### Your goal
Rewrite all of the entries below, putting "Mark it" wherever "Show me" appears and keeping everything else the same.

### The records
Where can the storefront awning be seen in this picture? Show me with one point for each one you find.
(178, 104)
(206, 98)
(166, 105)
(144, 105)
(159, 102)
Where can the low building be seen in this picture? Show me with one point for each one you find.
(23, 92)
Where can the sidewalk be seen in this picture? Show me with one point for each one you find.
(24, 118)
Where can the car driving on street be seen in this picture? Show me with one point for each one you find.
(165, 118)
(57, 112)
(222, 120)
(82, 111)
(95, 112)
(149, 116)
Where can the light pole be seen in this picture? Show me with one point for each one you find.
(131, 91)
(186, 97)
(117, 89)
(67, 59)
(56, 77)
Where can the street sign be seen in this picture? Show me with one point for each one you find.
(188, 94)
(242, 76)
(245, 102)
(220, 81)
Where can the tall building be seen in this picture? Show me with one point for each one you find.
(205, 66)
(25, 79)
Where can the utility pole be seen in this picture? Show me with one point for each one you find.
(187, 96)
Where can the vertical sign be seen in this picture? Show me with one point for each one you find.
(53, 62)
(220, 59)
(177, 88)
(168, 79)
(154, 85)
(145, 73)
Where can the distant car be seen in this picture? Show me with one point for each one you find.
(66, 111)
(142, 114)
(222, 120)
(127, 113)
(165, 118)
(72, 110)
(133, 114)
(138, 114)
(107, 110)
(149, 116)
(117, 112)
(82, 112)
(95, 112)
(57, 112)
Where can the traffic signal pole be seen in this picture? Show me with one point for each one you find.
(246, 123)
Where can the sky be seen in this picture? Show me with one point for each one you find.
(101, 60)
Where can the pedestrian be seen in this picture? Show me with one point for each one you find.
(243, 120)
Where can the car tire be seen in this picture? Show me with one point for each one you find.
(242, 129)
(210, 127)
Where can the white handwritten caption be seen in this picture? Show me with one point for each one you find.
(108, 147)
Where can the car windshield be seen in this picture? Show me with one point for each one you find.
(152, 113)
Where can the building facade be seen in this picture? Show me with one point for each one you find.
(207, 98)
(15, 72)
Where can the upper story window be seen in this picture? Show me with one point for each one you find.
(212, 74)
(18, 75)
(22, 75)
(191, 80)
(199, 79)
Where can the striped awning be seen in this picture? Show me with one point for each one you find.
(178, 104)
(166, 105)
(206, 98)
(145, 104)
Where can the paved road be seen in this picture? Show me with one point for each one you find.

### Exercise output
Where can the storefront awning be seen in this picture? Mark it with one point for each one you find.
(178, 104)
(206, 98)
(166, 105)
(144, 105)
(159, 102)
Where can the low building be seen in this picture? Mark it with one point for each one you find.
(23, 92)
Where can the sidewalk be seen in this picture? Mark it with one point for each one you find.
(24, 118)
Where can the car driving on street be seen in this picture? Mark it with one point for each one you find.
(165, 118)
(57, 112)
(222, 120)
(82, 111)
(95, 112)
(149, 116)
Where can the light pole be seen in this picture? Mark it with one point for each one you find.
(131, 91)
(186, 97)
(117, 89)
(67, 59)
(56, 77)
Where can the street sign be seen in this picture? Mark it with one point for each one you find.
(188, 94)
(242, 76)
(245, 102)
(220, 81)
Where can the tall building be seen in this picture? Mark it with one point for each one you find.
(205, 66)
(25, 79)
Where can the utility pole be seen in this picture? Mark it with one point for each one you find.
(187, 96)
Where can the vertical sign be seen in this picture? Mark it with one point for each one you find.
(53, 62)
(220, 59)
(177, 88)
(168, 79)
(154, 85)
(145, 73)
Where can the distant car be seen in this picture? Mark it with one point for each one you find.
(66, 111)
(142, 114)
(222, 120)
(127, 113)
(165, 118)
(72, 110)
(133, 114)
(138, 114)
(107, 110)
(149, 116)
(117, 112)
(82, 112)
(95, 112)
(57, 112)
Where can the traffic signal pole be seen in this picture? Mark it with one point for each one you find.
(246, 123)
Where can the sky be seen in this picture? Mark it with one point for each one you find.
(101, 60)
Where can the pedestrian be seen in this picture? Mark it with one point for each one you find.
(243, 120)
Where can the car tire be seen in this picture? Mark it with one point for each one you find.
(242, 129)
(210, 127)
Where can the white handwritten caption be seen in this picture? Mark it with one point for each one you find.
(108, 147)
Where can the car windshield be seen in this picture? Mark it with one point for each one you find.
(152, 113)
Where can the building facade be seen in this picture? Mark it with one point for each one you find.
(207, 98)
(15, 72)
Where can the upper story window be seen in this picture? Mark it with one point for each one you find.
(212, 74)
(18, 75)
(22, 75)
(191, 80)
(199, 79)
Where can the striped awning be seen in this picture? Mark it with one point for each one you find.
(178, 104)
(166, 105)
(206, 98)
(145, 104)
Where can the paved road be seen in this picture? Mark it with one point for each one you find.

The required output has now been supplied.